▶ _SOURCE DATA_
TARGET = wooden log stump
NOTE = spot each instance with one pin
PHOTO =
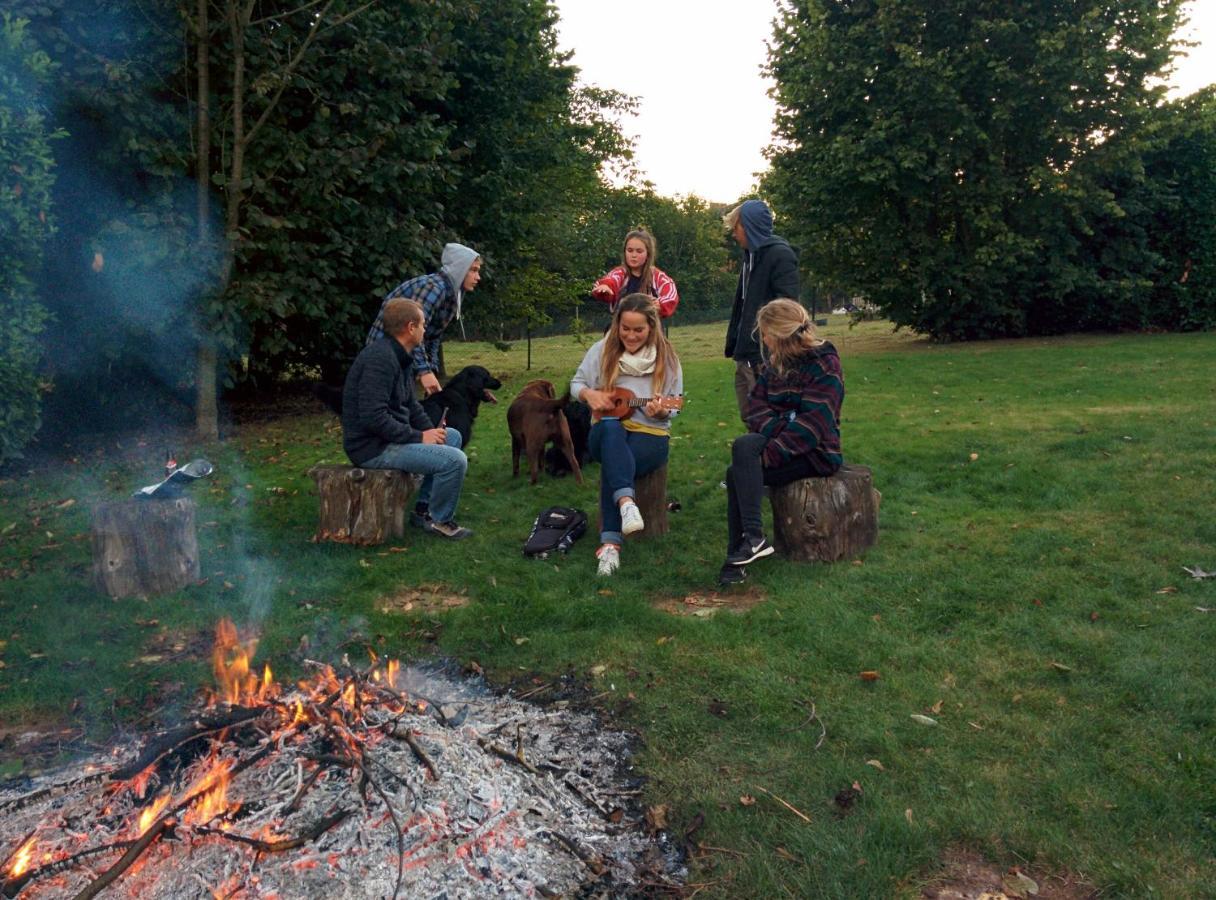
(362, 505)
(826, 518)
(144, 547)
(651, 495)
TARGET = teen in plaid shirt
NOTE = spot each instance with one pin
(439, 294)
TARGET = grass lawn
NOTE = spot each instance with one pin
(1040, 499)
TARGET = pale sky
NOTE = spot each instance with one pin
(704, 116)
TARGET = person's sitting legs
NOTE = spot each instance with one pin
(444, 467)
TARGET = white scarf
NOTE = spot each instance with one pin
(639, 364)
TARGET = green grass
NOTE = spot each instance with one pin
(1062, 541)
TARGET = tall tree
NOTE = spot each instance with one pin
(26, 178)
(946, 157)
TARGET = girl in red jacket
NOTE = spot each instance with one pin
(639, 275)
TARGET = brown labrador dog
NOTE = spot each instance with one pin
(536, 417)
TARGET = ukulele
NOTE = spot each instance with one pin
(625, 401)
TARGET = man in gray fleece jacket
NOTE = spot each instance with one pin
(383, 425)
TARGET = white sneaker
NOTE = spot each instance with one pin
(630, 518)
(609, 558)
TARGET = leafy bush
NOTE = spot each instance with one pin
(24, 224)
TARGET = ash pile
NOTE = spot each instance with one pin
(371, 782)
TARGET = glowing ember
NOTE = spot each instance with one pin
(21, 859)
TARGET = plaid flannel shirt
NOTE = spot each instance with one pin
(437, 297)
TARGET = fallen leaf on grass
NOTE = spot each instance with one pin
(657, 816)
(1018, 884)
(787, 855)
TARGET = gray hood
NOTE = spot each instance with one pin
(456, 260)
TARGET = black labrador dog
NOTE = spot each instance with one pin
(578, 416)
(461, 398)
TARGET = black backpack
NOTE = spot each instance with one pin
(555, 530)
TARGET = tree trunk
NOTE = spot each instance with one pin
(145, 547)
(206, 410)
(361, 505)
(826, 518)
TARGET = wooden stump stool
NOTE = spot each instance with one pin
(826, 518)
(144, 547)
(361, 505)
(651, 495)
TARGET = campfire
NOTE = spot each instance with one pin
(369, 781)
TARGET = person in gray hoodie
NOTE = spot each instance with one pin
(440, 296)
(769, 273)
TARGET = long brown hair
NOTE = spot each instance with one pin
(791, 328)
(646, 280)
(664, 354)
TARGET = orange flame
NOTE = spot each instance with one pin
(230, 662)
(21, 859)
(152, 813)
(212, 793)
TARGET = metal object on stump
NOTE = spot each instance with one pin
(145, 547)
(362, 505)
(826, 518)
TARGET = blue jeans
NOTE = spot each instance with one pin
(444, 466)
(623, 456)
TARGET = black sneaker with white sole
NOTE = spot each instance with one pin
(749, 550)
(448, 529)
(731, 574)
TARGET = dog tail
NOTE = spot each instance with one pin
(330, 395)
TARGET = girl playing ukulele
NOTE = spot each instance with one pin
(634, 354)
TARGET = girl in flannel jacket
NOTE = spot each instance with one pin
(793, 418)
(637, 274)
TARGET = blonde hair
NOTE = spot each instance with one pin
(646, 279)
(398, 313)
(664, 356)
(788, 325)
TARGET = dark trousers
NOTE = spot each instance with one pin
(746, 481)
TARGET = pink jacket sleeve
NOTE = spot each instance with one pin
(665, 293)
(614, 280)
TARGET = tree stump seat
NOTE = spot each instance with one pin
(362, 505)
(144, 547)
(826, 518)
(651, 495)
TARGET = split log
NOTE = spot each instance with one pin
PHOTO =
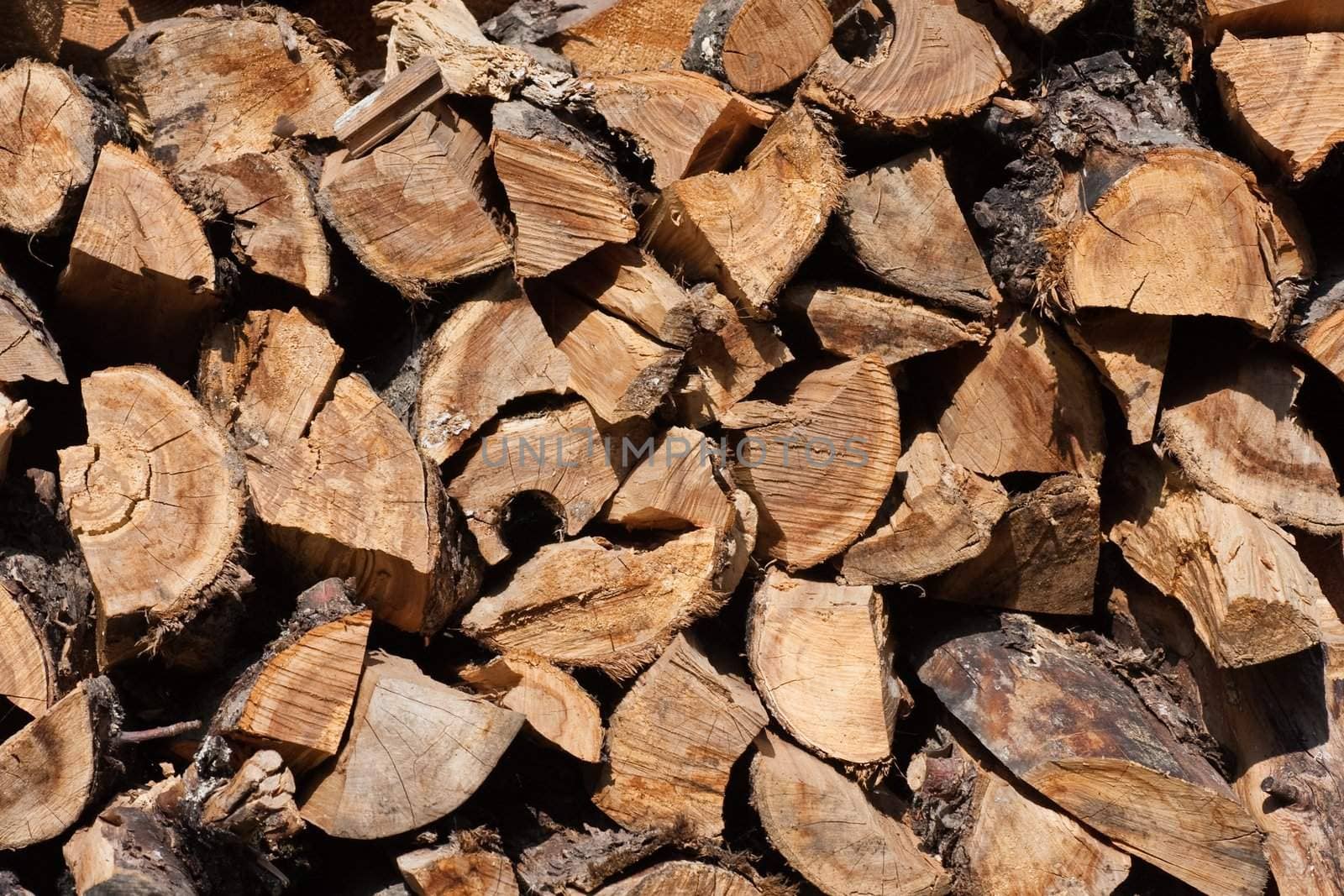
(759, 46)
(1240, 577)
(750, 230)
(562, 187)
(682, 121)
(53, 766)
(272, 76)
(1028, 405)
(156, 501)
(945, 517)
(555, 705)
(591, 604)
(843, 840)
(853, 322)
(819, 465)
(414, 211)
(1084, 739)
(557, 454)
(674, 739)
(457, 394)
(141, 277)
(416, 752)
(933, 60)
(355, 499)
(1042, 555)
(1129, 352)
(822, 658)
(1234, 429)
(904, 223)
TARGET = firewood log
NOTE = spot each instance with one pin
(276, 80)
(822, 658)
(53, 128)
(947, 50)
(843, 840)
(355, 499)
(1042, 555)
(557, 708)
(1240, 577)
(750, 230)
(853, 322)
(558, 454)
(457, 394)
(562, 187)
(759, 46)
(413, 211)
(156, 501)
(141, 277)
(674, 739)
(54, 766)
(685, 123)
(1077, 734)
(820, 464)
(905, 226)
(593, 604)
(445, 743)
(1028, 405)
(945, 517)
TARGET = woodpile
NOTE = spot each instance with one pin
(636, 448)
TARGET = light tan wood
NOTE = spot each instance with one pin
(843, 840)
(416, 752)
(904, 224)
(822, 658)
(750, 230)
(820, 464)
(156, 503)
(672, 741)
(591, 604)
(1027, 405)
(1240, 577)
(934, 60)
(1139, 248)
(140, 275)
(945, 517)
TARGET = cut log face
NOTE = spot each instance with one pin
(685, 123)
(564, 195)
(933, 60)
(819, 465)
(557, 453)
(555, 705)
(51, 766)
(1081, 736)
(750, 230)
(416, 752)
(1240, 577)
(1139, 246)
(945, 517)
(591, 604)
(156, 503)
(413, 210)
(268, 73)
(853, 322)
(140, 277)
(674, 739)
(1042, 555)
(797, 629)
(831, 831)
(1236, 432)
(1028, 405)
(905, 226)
--
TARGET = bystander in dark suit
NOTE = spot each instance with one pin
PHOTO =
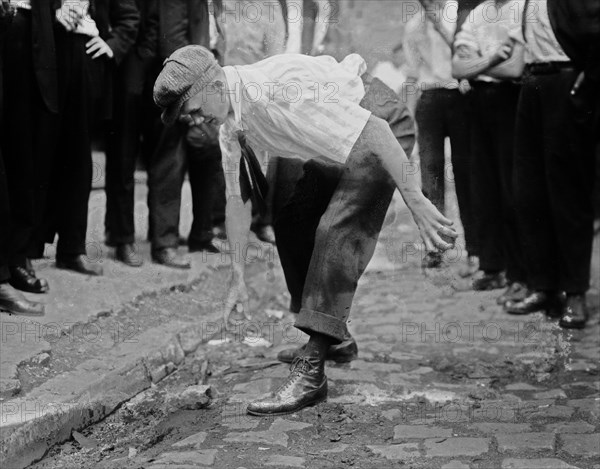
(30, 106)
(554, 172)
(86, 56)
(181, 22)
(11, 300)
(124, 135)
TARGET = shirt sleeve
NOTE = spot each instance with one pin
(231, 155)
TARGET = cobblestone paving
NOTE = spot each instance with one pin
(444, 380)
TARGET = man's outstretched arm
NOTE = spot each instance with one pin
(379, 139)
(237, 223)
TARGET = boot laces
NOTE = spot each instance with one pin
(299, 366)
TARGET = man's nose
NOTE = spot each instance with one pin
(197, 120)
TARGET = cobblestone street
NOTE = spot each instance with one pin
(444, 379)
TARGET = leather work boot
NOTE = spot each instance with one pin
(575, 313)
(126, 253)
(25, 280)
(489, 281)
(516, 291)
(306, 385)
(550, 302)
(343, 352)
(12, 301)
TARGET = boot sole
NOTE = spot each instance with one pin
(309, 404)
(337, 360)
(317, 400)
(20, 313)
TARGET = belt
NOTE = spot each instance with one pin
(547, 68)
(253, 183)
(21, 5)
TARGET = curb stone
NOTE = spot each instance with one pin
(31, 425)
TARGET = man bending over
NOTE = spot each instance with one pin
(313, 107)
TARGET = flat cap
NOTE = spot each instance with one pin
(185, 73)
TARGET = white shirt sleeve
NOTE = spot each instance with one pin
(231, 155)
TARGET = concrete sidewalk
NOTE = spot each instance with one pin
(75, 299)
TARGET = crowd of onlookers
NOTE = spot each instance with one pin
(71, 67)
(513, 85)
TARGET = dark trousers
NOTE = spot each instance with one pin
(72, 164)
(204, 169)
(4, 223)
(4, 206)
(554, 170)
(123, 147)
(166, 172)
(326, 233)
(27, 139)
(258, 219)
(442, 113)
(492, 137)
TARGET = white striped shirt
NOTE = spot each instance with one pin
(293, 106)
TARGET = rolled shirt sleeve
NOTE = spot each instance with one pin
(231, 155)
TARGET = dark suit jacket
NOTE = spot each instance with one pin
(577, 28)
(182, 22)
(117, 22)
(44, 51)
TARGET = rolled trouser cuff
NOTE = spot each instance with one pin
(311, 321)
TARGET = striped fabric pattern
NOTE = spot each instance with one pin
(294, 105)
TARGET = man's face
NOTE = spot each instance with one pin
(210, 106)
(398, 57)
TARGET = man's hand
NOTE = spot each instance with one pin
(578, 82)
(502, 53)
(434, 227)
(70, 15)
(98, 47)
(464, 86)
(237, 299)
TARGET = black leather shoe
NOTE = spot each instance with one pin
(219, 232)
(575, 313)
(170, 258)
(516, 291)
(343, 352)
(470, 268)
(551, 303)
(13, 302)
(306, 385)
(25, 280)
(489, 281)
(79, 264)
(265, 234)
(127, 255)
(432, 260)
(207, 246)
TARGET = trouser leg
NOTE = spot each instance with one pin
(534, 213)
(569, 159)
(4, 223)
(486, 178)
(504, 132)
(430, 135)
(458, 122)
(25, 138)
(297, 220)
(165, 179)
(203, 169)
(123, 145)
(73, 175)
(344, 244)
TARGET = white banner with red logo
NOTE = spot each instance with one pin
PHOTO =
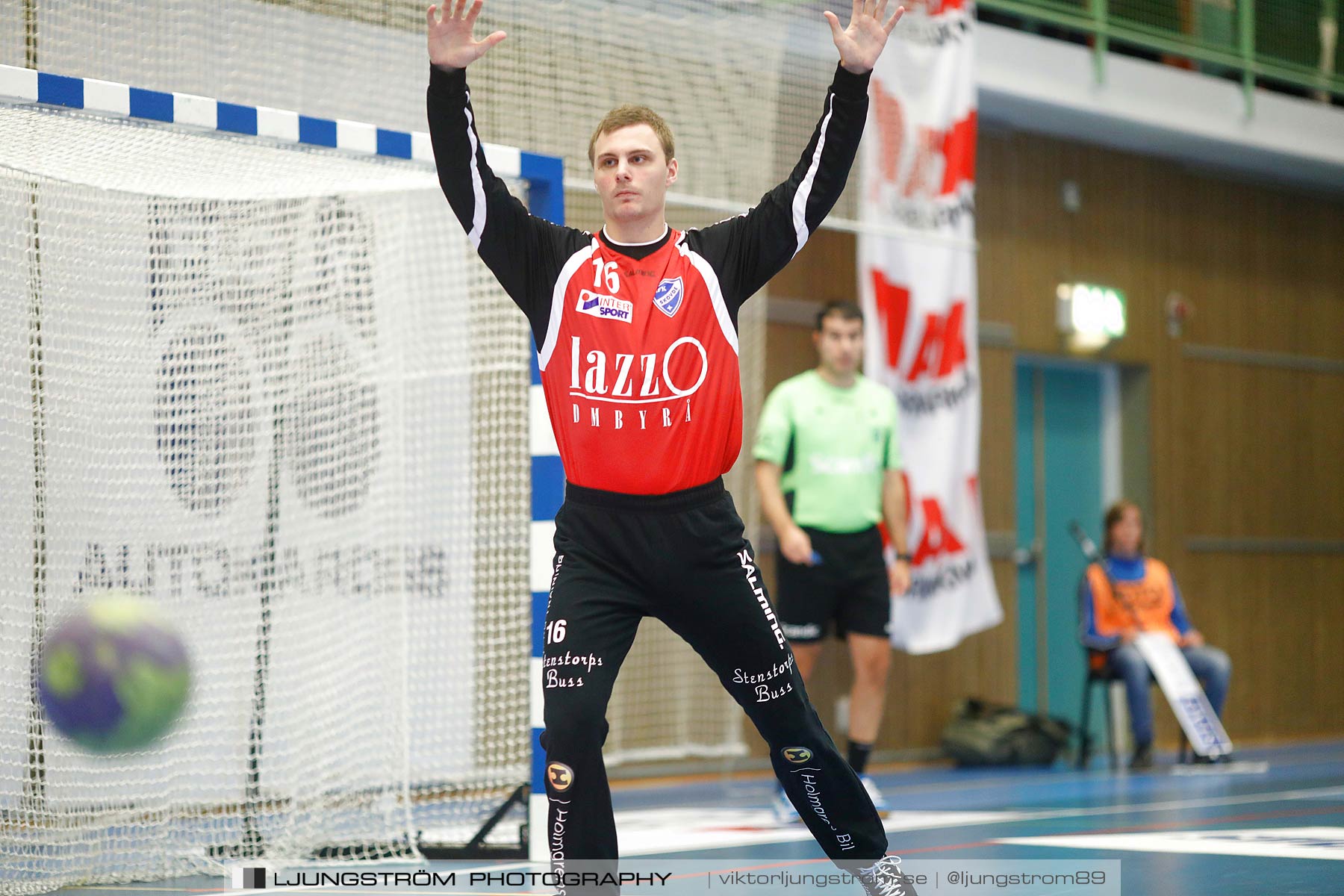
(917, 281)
...
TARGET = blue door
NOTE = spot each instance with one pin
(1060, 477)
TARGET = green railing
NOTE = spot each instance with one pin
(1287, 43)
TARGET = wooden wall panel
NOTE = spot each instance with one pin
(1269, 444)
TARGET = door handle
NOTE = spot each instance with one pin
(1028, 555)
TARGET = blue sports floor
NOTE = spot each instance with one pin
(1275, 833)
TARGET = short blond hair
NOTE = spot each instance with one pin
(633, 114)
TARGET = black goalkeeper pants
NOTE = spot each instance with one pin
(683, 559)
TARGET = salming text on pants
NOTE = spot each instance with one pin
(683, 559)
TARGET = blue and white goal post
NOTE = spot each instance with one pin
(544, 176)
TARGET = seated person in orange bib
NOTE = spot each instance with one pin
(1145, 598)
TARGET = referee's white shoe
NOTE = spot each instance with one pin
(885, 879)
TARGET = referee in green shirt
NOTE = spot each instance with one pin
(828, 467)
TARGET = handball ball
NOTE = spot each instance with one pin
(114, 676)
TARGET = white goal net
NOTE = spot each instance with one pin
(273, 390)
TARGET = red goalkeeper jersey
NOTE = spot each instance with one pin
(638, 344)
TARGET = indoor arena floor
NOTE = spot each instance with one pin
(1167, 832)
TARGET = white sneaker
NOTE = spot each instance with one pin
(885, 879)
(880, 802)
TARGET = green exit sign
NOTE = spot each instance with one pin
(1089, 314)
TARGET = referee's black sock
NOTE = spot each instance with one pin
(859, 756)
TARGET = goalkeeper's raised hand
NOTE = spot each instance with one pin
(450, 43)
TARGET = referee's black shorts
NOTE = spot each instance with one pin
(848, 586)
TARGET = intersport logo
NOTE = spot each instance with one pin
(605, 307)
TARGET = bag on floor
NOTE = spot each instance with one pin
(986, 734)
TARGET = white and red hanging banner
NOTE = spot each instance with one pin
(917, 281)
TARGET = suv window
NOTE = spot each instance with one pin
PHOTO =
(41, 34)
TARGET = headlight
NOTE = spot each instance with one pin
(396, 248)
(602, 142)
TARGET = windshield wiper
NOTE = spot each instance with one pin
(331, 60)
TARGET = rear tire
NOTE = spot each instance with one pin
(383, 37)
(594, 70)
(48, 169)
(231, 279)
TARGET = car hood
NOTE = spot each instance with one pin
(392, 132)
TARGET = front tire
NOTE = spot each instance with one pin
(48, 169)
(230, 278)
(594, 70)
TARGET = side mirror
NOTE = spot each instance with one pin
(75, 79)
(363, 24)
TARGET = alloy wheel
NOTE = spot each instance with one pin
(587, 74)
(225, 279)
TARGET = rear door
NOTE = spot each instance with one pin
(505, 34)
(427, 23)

▶ _WORK TO COMPLETE_
Tally how many lines of the records above contain the string "blue" with matching case, and reply with that number only.

▶ _CORRECT OUTPUT_
4